--- Passage to read ---

Weill Cornell Awarded $2 Million Grant From Reynolds Foundation To Support Training in Geriatric Medicine
May 30, 2001
NEW YORK
In a step that will take geriatric education at Weill Cornell Medical College to a whole new level, the College has been awarded a four-year, $2 million grant from the Donald W. Reynolds Foundation to support and strengthen its educational programs in geriatric medicine.
Mark Lachs, M.D., Co-Chief of the Division of Geriatrics and Gerontology, said that geriatric training at the College and at its Medical Center will be strengthened at every stage from first-year medical student, through residency, to continuing medical education for the network of 14,000 practicing physicians in the NewYork-Presbyterian Healthcare System.
"Weill Cornell seeks to be in the vanguard in addressing the special needs of older persons," Dr. Lachs said. "The older population is the fastest-growing segment of our population, and our doctors need the best training available to recognize and treat common chronic conditions in older adults."
With the Reynolds Foundation grant, all students at Weill Cornell will be introduced to a multi-year curriculum in geriatric medicine. In the first two years, opportunities for introducing geriatric issues into problem-based learning cases will be sought. Clerkships pursued in the third and fourth years will have a geriatric component.
Weill Cornell has about 440 medical students and 129 medical residents. In addition to the classroom, the geriatric training they receive will occur in the hospital, outpatient, nursing home, and house call settings.
Weill Cornell has long been known for its strength in geriatric psychiatry, and the grant will make it possible to build on this strength to improve physicians' ability to detect and care for the elderly's problems of depression, loneliness, dementia, and other mental health conditions.

---

**Things to do**
1. Besides the classroom, list every setting where the grant announcement says medical students and residents will receive geriatric training.
2. For each statement, say whether it agrees with the grant announcement. Answer yes or no and quote the words that decide it.
(a) The grant covers a period of four years.
(b) Weill Cornell has about 129 medical students.
(c) Clerkships in the first and second years will have a geriatric component.
3. According to the grant announcement, how many practicing physicians are in the NewYork-Presbyterian Healthcare System network?

--- Source data ---

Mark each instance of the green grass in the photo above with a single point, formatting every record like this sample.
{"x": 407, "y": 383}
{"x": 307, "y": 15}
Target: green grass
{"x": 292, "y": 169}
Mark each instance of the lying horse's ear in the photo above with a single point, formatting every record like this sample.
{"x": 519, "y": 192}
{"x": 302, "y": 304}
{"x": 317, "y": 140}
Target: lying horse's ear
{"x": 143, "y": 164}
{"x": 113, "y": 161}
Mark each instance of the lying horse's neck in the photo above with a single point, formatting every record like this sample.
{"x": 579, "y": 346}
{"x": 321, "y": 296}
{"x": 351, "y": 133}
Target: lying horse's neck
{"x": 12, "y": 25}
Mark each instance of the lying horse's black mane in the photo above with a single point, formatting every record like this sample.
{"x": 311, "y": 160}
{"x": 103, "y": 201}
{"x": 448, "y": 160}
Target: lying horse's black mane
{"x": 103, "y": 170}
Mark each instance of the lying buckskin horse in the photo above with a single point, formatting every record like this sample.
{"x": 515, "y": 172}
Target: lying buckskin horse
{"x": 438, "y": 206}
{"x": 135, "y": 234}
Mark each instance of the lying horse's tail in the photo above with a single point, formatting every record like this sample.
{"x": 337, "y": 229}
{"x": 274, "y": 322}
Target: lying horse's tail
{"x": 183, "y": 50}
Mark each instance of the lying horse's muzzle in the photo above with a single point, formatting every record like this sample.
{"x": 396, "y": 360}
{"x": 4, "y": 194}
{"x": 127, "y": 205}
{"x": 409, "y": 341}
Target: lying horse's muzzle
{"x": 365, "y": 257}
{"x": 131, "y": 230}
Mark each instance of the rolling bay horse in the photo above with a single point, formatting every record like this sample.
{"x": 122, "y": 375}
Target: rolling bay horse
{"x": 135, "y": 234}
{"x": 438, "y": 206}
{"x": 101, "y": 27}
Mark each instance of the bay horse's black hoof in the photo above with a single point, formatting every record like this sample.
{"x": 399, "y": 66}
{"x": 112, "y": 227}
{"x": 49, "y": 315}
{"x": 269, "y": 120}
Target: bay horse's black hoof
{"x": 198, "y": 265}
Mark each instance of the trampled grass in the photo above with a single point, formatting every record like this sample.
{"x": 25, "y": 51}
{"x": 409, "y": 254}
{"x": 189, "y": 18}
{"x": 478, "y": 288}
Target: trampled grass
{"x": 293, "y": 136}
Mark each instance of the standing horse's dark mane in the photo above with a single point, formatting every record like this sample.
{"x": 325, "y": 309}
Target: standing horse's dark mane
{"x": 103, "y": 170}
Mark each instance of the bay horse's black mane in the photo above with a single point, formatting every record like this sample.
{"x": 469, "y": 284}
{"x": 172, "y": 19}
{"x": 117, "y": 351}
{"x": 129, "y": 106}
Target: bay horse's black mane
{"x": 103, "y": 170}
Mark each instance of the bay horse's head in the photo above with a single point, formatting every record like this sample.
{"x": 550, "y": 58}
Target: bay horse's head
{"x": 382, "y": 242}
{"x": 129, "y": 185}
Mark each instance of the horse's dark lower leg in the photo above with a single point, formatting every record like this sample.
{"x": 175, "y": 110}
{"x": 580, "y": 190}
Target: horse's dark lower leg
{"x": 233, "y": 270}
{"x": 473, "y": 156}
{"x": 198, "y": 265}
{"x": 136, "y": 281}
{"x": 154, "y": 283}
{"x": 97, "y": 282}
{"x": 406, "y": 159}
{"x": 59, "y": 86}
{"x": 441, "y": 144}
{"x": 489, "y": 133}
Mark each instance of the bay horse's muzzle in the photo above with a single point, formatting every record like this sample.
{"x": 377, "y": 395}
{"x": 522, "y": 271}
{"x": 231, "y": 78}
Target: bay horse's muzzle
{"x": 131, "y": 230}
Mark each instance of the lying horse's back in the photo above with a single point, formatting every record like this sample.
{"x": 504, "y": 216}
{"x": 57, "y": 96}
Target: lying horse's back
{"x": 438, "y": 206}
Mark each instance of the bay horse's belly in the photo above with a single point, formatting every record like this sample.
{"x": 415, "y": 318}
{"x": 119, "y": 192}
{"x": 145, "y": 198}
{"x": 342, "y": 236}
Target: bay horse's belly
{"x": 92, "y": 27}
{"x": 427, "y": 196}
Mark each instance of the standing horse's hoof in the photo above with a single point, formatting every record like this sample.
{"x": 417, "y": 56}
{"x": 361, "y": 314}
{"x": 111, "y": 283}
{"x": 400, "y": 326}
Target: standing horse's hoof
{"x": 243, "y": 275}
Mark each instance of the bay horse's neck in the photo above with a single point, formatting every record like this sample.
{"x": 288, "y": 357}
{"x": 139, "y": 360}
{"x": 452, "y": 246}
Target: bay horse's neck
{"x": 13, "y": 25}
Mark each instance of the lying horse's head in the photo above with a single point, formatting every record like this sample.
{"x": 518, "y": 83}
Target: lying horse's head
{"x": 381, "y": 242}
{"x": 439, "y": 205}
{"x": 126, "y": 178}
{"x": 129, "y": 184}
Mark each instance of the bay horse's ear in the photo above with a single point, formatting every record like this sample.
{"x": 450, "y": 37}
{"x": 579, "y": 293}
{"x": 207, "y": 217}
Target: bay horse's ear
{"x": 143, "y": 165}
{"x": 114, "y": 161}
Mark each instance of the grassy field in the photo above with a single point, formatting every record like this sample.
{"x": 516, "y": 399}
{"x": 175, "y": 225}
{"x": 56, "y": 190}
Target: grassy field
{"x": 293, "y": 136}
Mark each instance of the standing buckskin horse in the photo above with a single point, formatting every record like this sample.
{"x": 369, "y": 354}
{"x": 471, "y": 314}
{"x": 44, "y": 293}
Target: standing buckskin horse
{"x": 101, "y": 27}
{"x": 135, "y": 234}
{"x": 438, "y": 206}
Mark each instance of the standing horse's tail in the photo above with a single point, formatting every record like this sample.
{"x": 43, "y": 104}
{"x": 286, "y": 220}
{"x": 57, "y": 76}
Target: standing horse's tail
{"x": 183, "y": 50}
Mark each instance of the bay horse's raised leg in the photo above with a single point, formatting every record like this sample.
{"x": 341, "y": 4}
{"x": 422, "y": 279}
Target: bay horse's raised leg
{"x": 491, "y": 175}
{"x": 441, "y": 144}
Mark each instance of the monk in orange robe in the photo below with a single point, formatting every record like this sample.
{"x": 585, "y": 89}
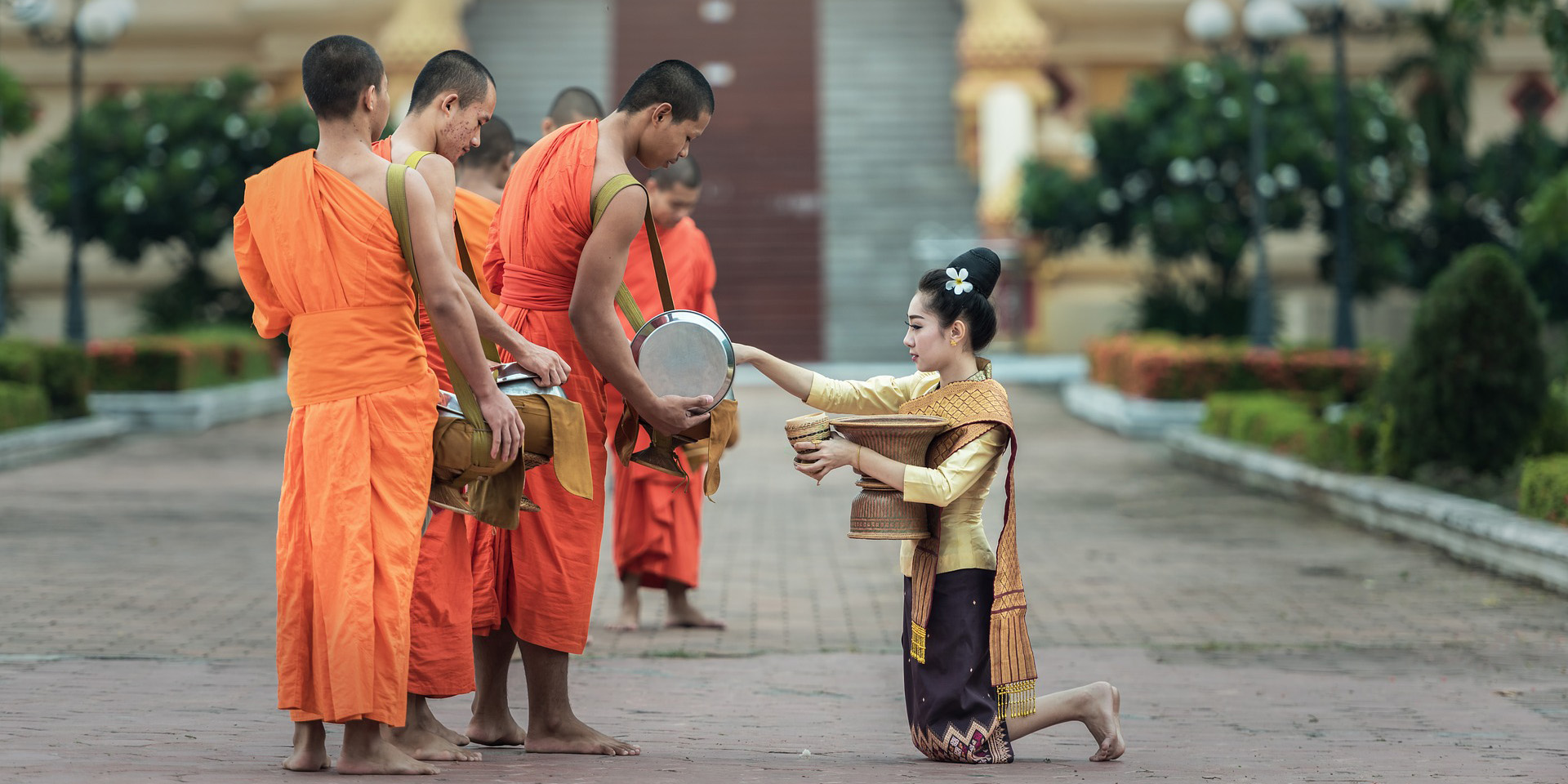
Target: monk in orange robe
{"x": 571, "y": 105}
{"x": 659, "y": 518}
{"x": 453, "y": 99}
{"x": 559, "y": 274}
{"x": 482, "y": 175}
{"x": 318, "y": 255}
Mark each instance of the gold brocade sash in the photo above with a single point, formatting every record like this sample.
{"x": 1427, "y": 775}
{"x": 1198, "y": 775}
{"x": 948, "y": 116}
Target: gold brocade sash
{"x": 973, "y": 408}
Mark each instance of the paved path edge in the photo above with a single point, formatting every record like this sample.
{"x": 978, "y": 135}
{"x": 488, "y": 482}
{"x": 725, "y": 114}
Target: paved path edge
{"x": 59, "y": 439}
{"x": 1470, "y": 530}
{"x": 1129, "y": 416}
{"x": 195, "y": 410}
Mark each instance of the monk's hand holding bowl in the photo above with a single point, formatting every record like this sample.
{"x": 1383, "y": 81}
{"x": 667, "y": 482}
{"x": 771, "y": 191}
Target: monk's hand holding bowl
{"x": 506, "y": 425}
{"x": 823, "y": 455}
{"x": 673, "y": 414}
{"x": 543, "y": 363}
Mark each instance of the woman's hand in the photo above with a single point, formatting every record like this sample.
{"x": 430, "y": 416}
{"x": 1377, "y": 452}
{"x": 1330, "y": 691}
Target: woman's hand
{"x": 826, "y": 455}
{"x": 744, "y": 353}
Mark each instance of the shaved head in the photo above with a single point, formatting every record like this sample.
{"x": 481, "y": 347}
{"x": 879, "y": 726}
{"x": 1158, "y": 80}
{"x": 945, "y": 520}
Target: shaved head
{"x": 452, "y": 71}
{"x": 683, "y": 172}
{"x": 572, "y": 105}
{"x": 336, "y": 71}
{"x": 496, "y": 146}
{"x": 671, "y": 82}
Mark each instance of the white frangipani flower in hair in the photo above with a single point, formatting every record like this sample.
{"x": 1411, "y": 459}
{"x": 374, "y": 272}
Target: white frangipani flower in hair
{"x": 960, "y": 281}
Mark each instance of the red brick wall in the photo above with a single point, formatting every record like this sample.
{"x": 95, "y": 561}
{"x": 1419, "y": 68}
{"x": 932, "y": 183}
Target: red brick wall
{"x": 760, "y": 157}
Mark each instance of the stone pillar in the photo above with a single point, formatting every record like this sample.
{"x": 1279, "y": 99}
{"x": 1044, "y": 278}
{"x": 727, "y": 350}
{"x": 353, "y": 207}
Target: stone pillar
{"x": 416, "y": 32}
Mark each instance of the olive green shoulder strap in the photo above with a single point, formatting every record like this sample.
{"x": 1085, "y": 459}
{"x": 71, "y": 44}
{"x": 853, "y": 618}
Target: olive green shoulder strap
{"x": 397, "y": 203}
{"x": 623, "y": 296}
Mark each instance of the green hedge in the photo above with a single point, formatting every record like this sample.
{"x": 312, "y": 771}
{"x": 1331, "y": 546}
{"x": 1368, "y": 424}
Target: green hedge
{"x": 176, "y": 363}
{"x": 1294, "y": 425}
{"x": 1544, "y": 488}
{"x": 22, "y": 405}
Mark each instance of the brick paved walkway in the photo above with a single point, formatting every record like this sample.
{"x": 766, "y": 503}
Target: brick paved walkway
{"x": 1254, "y": 640}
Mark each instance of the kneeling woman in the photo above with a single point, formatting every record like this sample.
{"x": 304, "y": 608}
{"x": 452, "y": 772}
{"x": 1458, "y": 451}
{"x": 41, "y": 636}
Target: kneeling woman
{"x": 969, "y": 671}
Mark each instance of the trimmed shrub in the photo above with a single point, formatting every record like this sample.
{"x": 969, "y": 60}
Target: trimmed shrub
{"x": 1470, "y": 386}
{"x": 1544, "y": 488}
{"x": 66, "y": 373}
{"x": 1162, "y": 368}
{"x": 22, "y": 405}
{"x": 20, "y": 363}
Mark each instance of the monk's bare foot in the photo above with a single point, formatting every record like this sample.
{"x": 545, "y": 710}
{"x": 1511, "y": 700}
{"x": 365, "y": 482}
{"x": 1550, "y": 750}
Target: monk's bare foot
{"x": 627, "y": 621}
{"x": 366, "y": 753}
{"x": 497, "y": 731}
{"x": 1102, "y": 719}
{"x": 692, "y": 618}
{"x": 429, "y": 746}
{"x": 429, "y": 722}
{"x": 574, "y": 737}
{"x": 310, "y": 753}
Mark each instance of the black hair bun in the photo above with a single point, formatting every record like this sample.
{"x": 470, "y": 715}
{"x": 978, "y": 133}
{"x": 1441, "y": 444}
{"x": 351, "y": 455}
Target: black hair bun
{"x": 983, "y": 267}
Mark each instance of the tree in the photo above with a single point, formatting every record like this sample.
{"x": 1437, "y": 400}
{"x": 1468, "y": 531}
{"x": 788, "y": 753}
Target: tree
{"x": 1172, "y": 173}
{"x": 167, "y": 168}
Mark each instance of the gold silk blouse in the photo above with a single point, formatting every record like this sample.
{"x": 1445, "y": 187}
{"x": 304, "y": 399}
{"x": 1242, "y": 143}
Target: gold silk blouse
{"x": 960, "y": 485}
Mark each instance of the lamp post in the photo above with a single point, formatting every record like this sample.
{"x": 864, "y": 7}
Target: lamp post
{"x": 1330, "y": 16}
{"x": 93, "y": 24}
{"x": 1266, "y": 22}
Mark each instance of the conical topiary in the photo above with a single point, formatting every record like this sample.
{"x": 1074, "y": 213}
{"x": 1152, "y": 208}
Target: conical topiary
{"x": 1470, "y": 385}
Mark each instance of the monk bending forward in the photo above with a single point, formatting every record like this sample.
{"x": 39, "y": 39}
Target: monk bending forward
{"x": 559, "y": 274}
{"x": 318, "y": 255}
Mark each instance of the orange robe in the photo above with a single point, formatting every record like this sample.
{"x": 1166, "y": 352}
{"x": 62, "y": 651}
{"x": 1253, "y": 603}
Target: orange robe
{"x": 540, "y": 577}
{"x": 474, "y": 216}
{"x": 320, "y": 259}
{"x": 441, "y": 612}
{"x": 659, "y": 518}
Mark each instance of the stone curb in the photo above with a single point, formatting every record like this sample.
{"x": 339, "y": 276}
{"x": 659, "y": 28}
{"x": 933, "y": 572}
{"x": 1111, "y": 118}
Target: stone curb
{"x": 1131, "y": 417}
{"x": 59, "y": 439}
{"x": 196, "y": 408}
{"x": 1470, "y": 530}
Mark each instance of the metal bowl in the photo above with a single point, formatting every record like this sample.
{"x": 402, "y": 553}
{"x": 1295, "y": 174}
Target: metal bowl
{"x": 513, "y": 380}
{"x": 686, "y": 353}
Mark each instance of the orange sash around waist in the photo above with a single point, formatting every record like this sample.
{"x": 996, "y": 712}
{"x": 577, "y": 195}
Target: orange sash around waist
{"x": 353, "y": 352}
{"x": 533, "y": 289}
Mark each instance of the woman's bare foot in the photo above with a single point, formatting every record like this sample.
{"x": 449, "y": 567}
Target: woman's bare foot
{"x": 368, "y": 753}
{"x": 310, "y": 753}
{"x": 429, "y": 722}
{"x": 1102, "y": 719}
{"x": 429, "y": 746}
{"x": 574, "y": 737}
{"x": 497, "y": 731}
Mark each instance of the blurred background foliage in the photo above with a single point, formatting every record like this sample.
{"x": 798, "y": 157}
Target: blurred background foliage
{"x": 167, "y": 167}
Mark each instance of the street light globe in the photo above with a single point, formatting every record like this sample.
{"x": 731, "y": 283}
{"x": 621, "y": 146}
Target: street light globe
{"x": 102, "y": 20}
{"x": 1209, "y": 20}
{"x": 33, "y": 13}
{"x": 1272, "y": 20}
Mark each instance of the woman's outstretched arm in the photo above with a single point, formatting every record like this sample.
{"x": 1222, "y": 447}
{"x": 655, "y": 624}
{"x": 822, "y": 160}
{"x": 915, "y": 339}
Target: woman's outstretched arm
{"x": 789, "y": 376}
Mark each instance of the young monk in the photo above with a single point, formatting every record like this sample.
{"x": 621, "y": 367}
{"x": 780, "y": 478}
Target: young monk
{"x": 969, "y": 671}
{"x": 559, "y": 274}
{"x": 482, "y": 175}
{"x": 453, "y": 98}
{"x": 569, "y": 105}
{"x": 318, "y": 255}
{"x": 659, "y": 518}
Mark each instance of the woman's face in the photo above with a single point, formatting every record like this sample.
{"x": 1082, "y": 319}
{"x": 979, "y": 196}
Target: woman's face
{"x": 930, "y": 347}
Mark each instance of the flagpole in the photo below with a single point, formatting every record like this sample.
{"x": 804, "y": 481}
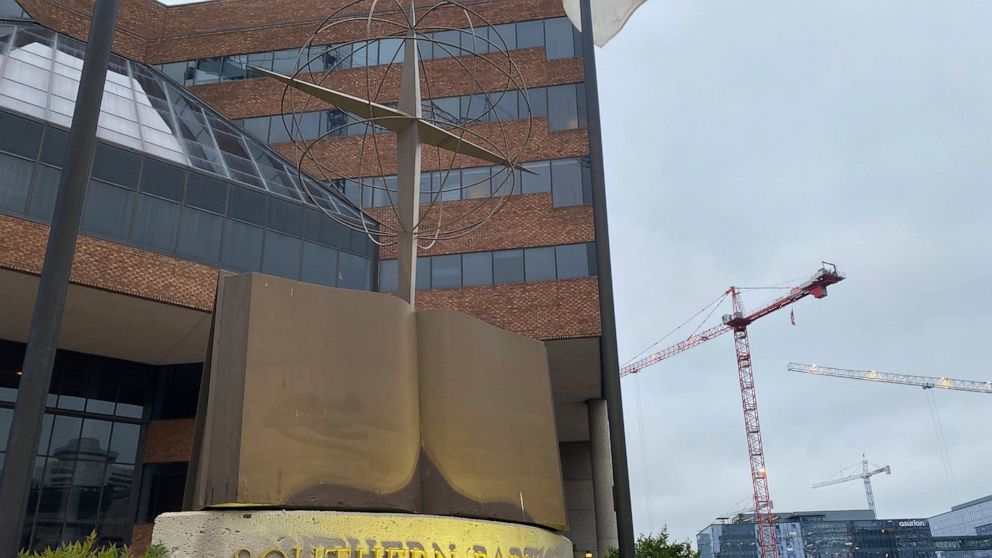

---

**Answers per task**
1.
- Hospital
- Outpatient
- Nursing home
- House call

2.
(a) Yes: "a four-year, $2 million grant"
(b) No: "Weill Cornell has about 440 medical students and 129 medical residents."
(c) No: "Clerkships pursued in the third and fourth years will have a geriatric component."

3. 14,000